La polarisation de l’Europe de la défense
En bref, la défense européenne est en train de se perdre, tiraillée entre deux extrêmes. L’une lui fait perdre sa dimension « défense », l’autre son caractère « européen ». On assiste, d’un côté, à une civilianisation furtive qui, sous prétexte d’approche globale, y marginalise la dimension militaire proprement dite. De l’autre, à une otanisation rampante, perceptible en premier lieu par le souci croissant, au sein même de la PSDC, de favoriser l’Alliance atlantique. Ces deux tendances sont simultanément à l’œuvre, et s’observent à merveille à travers telle ou telle opération africaine de l’UE.
Civilianisation d'un côté...
Pour ce qui est de la marginalisation délibérée du volet militaire de l’approche « globale », les missions civiles de l’UE sont les premières à souffrir de ses conséquences néfastes. Leur efficacité est souvent limitée par l’absence d’élément militaire crédible, comme en Somalie ou en Libye. Où les missions civiles respectives doivent de temps à autre quitter le pays pour cause d’insécurité (et de manque de moyens de sécurisation du personnel civil). En Libye, la mission d’assistance à la gestion des frontières ne peut pas se déployer au Sud, pourtant foyer prioritaire de crise, et doit se contenter d’opérer (quand elle n’est pas repliée sur Malte) à partir d’un hôtel à Tripoli.
Quant aux opérations militaires récentes sous enseigne européenne, elles sont d’une ambition plutôt restreinte. Au Mali et en Somalie, il s’agit de missions de formation des forces locales, et l’opération navale Atalanta, citée partout comme le joyau de la défense européenne, est une opération de police des mers. Comme le ministre britannique des forces armées britanniques l’a remarqué à la Chambre des Lords : « un tir d’avertissement, voire la simple visibilité d’armes suffit pour dissuader les pirates ». C’est d’autant mieux, ajoutons-le tout de suite. Sauf si c’est le nec plus ultra des missions possibles et imaginables.

● **DONNÉES EXTRAITES**:
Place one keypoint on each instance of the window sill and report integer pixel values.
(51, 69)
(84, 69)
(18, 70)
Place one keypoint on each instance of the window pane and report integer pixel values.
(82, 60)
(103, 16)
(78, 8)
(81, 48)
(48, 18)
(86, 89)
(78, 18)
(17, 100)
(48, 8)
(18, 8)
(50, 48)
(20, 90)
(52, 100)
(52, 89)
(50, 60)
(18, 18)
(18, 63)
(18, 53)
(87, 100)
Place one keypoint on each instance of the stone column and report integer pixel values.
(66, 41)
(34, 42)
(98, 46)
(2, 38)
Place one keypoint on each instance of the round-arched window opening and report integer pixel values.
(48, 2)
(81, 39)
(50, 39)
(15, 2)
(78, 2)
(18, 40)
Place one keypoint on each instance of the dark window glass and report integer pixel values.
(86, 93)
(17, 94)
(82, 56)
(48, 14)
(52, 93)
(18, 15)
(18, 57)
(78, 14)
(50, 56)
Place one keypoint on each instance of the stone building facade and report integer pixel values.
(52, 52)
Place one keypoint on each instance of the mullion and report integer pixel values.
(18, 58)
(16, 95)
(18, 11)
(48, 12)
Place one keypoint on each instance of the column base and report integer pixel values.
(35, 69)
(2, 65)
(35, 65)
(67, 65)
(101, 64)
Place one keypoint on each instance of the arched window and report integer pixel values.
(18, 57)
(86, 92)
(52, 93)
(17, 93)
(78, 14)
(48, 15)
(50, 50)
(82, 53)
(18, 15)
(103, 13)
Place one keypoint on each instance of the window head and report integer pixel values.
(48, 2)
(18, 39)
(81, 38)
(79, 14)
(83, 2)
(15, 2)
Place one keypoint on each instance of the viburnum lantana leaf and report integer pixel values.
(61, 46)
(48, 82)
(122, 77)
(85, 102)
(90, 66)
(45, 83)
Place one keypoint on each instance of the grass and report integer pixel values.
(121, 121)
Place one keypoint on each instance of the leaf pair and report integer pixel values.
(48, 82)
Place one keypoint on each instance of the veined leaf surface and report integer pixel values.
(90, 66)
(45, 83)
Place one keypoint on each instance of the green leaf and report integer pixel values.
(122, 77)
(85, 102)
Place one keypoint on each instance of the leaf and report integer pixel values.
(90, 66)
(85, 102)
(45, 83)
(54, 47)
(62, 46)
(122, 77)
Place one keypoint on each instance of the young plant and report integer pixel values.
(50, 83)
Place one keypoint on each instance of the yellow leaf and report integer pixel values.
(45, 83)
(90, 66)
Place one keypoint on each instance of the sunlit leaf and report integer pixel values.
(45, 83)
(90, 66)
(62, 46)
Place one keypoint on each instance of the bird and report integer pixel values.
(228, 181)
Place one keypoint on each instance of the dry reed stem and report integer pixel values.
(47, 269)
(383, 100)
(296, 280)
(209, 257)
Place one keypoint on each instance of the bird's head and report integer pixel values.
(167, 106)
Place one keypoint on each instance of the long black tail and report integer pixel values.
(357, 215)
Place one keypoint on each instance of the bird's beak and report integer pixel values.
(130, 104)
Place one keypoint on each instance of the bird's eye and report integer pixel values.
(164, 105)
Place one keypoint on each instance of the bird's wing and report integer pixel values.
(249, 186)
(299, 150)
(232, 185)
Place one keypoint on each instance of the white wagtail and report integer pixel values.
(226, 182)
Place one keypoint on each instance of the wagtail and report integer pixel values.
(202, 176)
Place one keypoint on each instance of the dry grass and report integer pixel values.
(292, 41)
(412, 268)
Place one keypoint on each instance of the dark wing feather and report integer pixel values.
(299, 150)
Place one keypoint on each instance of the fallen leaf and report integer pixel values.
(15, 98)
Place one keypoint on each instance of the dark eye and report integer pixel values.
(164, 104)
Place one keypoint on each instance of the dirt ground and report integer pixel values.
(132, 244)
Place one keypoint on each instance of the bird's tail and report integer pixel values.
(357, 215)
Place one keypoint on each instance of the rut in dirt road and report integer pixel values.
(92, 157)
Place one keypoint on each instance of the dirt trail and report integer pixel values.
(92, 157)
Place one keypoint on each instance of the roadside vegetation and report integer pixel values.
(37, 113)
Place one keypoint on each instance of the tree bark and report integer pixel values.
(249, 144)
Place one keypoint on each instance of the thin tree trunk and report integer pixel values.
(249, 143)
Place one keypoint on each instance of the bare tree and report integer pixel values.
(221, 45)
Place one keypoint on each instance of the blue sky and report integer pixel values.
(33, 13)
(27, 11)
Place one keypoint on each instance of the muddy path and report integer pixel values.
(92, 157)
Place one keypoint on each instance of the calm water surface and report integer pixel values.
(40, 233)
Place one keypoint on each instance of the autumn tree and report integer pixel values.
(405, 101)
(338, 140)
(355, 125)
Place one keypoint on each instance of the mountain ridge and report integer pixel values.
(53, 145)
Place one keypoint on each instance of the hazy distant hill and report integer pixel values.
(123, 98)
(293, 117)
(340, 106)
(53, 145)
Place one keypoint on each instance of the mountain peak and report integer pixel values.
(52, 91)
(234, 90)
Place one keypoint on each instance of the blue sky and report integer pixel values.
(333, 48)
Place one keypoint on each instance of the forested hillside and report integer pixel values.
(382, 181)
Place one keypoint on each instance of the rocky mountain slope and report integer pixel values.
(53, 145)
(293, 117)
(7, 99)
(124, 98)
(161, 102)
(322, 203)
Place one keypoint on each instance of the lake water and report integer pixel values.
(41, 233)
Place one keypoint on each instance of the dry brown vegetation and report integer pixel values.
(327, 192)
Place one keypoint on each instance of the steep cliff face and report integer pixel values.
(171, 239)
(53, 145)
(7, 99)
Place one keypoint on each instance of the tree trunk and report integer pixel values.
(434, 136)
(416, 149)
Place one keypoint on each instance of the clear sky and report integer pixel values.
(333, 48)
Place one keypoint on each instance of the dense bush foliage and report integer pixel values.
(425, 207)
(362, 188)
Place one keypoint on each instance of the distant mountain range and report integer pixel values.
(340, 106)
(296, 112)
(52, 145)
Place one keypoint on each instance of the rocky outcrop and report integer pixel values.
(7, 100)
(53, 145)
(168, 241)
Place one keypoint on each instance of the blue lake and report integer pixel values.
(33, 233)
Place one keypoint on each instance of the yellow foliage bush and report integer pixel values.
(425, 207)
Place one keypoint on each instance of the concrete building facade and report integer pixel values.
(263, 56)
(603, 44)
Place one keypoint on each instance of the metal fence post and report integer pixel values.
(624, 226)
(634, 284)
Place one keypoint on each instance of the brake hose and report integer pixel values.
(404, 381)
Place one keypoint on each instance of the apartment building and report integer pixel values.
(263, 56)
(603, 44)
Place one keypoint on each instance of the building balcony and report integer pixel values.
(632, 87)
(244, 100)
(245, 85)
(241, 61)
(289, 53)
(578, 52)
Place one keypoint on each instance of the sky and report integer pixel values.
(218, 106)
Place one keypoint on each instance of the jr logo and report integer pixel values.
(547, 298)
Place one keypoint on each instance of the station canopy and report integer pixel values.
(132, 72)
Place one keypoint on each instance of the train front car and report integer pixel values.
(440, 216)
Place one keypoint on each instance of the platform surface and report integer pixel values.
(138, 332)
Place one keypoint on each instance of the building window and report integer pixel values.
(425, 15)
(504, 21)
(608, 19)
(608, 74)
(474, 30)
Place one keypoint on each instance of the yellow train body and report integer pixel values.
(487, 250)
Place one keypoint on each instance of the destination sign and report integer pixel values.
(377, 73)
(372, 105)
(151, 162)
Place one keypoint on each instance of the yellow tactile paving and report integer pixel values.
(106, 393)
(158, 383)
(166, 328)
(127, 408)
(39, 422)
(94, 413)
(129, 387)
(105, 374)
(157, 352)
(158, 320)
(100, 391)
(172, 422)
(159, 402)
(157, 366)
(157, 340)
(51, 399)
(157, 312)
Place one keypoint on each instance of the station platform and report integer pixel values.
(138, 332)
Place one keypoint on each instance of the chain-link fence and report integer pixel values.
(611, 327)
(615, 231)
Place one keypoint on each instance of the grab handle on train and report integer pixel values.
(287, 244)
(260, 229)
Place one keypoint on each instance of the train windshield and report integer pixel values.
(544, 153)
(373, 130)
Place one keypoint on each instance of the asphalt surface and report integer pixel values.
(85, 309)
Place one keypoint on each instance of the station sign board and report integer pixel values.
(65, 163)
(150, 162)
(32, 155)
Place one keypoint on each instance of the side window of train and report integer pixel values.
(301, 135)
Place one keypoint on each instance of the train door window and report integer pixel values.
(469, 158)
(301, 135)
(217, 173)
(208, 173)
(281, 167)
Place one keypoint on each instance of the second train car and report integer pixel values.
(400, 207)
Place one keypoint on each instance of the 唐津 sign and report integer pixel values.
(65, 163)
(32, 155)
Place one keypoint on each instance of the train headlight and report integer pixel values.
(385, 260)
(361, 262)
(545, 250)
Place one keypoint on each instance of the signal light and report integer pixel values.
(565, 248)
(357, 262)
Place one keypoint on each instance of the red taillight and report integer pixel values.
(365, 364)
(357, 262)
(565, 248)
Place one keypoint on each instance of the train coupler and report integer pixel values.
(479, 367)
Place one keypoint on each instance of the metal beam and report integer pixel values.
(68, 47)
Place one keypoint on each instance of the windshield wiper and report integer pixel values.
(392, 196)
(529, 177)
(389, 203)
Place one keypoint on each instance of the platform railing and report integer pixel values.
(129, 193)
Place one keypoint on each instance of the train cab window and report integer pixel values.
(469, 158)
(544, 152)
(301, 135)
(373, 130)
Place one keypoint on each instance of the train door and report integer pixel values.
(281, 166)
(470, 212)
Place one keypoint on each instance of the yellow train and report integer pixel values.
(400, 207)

● **CONSIGNE**: Recopiez fidèlement le passage du texte sur l'Europe de la défense qui commence à « Quant aux opérations » et se termine à « possibles et imaginables. » inclus.

● **RÉPONSE RÉDIGÉE**:
Quant aux opérations militaires récentes sous enseigne européenne, elles sont d’une ambition plutôt restreinte. Au Mali et en Somalie, il s’agit de missions de formation des forces locales, et l’opération navale Atalanta, citée partout comme le joyau de la défense européenne, est une opération de police des mers. Comme le ministre britannique des forces armées britanniques l’a remarqué à la Chambre des Lords : « un tir d’avertissement, voire la simple visibilité d’armes suffit pour dissuader les pirates ». C’est d’autant mieux, ajoutons-le tout de suite. Sauf si c’est le nec plus ultra des missions possibles et imaginables.